> **Passage provided**:
#####
The guys at the gate of Caterham tip ask for a utility bill to confirm that you’re allowed to dump there. (Well, only when it’s busy, it seems.) To them, a location is the only important fact that’s been asserted—who I am, or indeed whether that utility bill matches anything else about me or my car, are unimportant. At the supermarket checkout, the young-looking booze buyer will only be troubled for something featuring a date of birth, and so on.

The tokens we use to give that degree of proof don’t have to be physical bits of paper, of course. We can memorise PIN numbers, or be asked for known facts about our previous transactions which only we’d be likely to know the answers to. We can set up “shared secrets” in advance so that only we will know the answer when challenged by our remote interlocutor.

We can have combinations of things used together—to see my bank statements online I now have to put my bank card into a reader the bank have sent me, pass a challenge, and then enter a result online. Sure, if you have my card, my reader, know my PIN and at the same time can open a session of my online banking you are me, at least as far as my bank is concerned. But that’s a lot of hardware and effort, and reasonably proportionate to the stakes involved, I’d say. We talk of “something you have and something you know” as a basic type of multi-factor authentication, or “something you have, something you know and something you are” if we add in a biometric component.

You see the point?—there isn’t really any proving going on. Just an exchange of information that gives a certain level of assurance, upon which trust can then be built. Sometimes it’s done well. And sometimes it’s not. Sometimes the requests for “proof” information are proportionate to the task being undertaken. And sometimes they’re not. But the request/risk relationship is likely to be quite specific to the task being attempted.

You’ll notice that I freely used offline examples above, when normally I bang on about how hard all this is in the online world. Well, the concepts are the same. It’s just that there are some characteristics of online channels that tilt the tables of risk. The lack of a face-to-face element removes some of the visual cues we might use to strengthen trust in a claimed identity. But this applies to the phone as well (how many times have I assumed the guise of “Mrs-C-with-a-cold” to try and sort out a minor squabble with a utility company?).

No, what makes things really very different in the online channel are those two old favourites: accessibility and recordability. The friction of having to find a benefits office, queue up, and try it on with the clerk by wearing a false moustache all disappears. You can be fast, anonymous and massively multi-tasked, using tools to try thousands of entry points and potential tokens simultaneously.
#####
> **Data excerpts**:
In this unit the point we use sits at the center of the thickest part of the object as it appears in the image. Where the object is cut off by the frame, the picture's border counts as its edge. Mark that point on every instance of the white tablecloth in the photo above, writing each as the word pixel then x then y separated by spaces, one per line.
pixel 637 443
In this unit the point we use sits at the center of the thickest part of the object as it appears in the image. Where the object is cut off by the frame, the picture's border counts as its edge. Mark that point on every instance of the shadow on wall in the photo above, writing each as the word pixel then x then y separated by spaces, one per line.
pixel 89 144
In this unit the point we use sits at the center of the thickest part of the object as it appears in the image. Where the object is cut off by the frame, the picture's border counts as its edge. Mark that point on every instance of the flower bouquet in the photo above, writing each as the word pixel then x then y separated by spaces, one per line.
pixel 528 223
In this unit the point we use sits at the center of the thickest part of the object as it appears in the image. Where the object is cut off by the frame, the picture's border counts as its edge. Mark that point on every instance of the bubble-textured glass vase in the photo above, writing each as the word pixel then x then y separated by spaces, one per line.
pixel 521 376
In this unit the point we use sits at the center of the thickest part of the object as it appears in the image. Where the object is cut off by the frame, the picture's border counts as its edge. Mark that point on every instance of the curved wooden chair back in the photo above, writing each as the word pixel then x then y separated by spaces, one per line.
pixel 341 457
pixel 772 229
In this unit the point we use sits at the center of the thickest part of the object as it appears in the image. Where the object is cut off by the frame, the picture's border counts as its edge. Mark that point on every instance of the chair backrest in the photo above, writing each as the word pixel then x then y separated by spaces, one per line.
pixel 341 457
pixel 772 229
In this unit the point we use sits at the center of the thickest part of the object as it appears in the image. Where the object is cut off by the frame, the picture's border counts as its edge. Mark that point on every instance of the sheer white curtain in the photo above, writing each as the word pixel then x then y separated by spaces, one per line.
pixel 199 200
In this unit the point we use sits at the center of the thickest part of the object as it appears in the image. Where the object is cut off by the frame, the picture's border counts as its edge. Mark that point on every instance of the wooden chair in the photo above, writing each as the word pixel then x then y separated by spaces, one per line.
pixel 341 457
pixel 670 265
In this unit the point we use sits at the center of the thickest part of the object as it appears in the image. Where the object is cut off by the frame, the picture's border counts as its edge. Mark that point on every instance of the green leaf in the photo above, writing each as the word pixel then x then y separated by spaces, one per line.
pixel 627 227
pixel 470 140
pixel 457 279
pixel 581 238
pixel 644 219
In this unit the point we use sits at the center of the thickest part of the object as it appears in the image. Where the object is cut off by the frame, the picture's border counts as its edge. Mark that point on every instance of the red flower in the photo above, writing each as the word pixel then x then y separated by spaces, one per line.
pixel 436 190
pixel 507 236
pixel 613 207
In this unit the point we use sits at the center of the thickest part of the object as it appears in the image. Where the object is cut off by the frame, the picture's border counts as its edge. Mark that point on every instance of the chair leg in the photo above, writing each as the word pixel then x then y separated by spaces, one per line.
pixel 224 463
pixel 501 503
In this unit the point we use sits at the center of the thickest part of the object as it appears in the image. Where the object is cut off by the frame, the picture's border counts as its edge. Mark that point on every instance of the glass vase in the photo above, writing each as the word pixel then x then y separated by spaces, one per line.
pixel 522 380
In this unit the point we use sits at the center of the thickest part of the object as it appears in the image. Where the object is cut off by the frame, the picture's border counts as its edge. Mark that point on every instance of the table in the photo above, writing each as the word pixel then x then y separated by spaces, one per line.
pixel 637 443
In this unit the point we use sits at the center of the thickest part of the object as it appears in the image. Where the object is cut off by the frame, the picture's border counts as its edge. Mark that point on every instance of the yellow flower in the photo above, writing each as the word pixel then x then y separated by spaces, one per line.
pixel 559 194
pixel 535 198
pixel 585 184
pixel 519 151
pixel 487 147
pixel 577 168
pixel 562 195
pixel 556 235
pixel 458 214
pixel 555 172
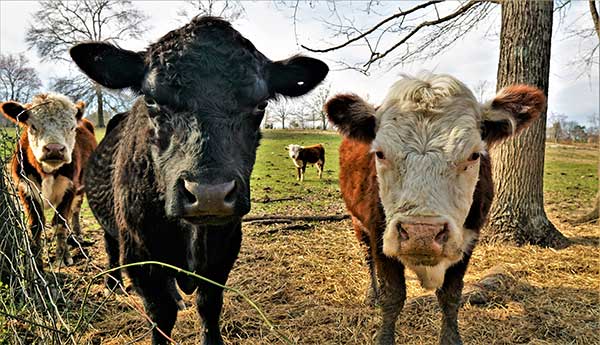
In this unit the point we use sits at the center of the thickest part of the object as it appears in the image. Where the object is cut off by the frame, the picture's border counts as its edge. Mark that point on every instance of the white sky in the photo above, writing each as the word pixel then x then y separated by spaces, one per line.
pixel 270 27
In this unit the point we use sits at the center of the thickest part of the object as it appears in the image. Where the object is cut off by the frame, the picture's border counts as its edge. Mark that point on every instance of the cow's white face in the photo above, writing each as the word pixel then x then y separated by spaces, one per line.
pixel 427 139
pixel 51 122
pixel 428 145
pixel 294 151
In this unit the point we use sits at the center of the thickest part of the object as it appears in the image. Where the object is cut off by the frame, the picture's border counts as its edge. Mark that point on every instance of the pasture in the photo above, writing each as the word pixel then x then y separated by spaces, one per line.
pixel 310 278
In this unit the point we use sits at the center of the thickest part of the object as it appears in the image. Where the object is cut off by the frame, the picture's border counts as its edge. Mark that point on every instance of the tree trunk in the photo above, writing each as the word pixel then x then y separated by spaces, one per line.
pixel 100 101
pixel 517 213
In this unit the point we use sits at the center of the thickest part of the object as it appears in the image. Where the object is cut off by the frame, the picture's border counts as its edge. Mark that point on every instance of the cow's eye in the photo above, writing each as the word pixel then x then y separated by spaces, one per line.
pixel 150 102
pixel 474 156
pixel 260 108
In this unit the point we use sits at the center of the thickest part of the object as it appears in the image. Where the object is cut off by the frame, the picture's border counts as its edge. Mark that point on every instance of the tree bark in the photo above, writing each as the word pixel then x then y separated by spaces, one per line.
pixel 517 214
pixel 100 102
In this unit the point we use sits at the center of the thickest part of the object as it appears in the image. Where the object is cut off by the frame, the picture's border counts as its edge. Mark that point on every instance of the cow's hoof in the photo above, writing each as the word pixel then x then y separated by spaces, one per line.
pixel 67 261
pixel 181 305
pixel 371 299
pixel 76 241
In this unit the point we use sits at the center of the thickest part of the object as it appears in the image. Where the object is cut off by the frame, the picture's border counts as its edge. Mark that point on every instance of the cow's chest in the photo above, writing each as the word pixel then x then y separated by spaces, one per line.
pixel 50 191
pixel 298 163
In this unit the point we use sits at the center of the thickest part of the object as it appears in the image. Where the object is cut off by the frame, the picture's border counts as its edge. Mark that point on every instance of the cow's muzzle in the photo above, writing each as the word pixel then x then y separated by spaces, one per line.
pixel 53 153
pixel 208 200
pixel 422 241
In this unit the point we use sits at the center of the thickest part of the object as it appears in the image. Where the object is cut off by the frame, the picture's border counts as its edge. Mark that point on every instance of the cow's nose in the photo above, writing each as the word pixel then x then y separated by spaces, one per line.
pixel 423 238
pixel 208 200
pixel 54 148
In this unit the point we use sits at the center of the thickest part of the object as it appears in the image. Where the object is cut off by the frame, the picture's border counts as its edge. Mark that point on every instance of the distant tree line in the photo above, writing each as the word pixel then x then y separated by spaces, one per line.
pixel 562 130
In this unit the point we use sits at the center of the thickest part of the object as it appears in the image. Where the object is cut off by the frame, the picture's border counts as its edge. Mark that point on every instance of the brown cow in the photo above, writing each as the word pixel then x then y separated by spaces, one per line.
pixel 302 155
pixel 416 178
pixel 48 164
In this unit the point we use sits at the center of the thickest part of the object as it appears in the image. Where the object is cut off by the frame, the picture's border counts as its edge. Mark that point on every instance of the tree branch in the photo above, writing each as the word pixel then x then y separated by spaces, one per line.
pixel 378 25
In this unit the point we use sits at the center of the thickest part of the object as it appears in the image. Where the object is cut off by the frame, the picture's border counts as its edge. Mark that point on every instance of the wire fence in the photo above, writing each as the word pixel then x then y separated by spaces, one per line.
pixel 53 305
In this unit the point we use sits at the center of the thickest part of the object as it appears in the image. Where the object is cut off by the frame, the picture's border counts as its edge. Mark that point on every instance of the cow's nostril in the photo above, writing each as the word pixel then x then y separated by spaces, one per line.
pixel 188 195
pixel 403 233
pixel 231 195
pixel 442 236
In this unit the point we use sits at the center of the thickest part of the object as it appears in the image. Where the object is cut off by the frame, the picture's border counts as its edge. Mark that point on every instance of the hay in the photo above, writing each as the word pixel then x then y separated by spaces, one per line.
pixel 312 285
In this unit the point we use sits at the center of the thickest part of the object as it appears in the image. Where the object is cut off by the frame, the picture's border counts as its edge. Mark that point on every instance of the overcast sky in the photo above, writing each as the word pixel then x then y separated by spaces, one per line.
pixel 269 26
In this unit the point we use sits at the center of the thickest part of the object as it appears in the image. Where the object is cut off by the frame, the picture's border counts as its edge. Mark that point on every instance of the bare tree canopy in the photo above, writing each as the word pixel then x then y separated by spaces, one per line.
pixel 18 81
pixel 409 34
pixel 314 102
pixel 230 10
pixel 81 88
pixel 58 25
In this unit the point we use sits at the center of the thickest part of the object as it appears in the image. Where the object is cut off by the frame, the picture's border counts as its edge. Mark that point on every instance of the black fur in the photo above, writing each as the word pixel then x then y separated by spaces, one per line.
pixel 198 120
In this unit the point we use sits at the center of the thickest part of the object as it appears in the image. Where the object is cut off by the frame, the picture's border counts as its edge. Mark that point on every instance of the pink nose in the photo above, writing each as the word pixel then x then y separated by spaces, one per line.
pixel 54 148
pixel 423 238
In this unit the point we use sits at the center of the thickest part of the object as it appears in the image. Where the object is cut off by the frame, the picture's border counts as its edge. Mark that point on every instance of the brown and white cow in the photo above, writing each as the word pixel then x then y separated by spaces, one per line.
pixel 416 178
pixel 48 164
pixel 302 155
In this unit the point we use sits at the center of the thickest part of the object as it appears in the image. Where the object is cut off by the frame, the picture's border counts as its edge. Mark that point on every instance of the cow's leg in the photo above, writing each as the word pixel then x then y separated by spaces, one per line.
pixel 393 295
pixel 35 218
pixel 111 245
pixel 320 168
pixel 154 285
pixel 75 225
pixel 221 250
pixel 61 228
pixel 304 163
pixel 449 296
pixel 373 292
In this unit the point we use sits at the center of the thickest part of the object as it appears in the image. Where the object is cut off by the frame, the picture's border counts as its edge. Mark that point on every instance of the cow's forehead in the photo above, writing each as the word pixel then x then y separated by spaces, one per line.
pixel 52 110
pixel 452 129
pixel 431 114
pixel 203 61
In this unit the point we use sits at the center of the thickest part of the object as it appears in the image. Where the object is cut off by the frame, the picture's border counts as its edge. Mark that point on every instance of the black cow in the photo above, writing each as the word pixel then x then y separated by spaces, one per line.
pixel 172 175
#####
From the passage on identity assurance, return the span starting at "The tokens we" and ending at "our remote interlocutor.", copied word for word.

The tokens we use to give that degree of proof don’t have to be physical bits of paper, of course. We can memorise PIN numbers, or be asked for known facts about our previous transactions which only we’d be likely to know the answers to. We can set up “shared secrets” in advance so that only we will know the answer when challenged by our remote interlocutor.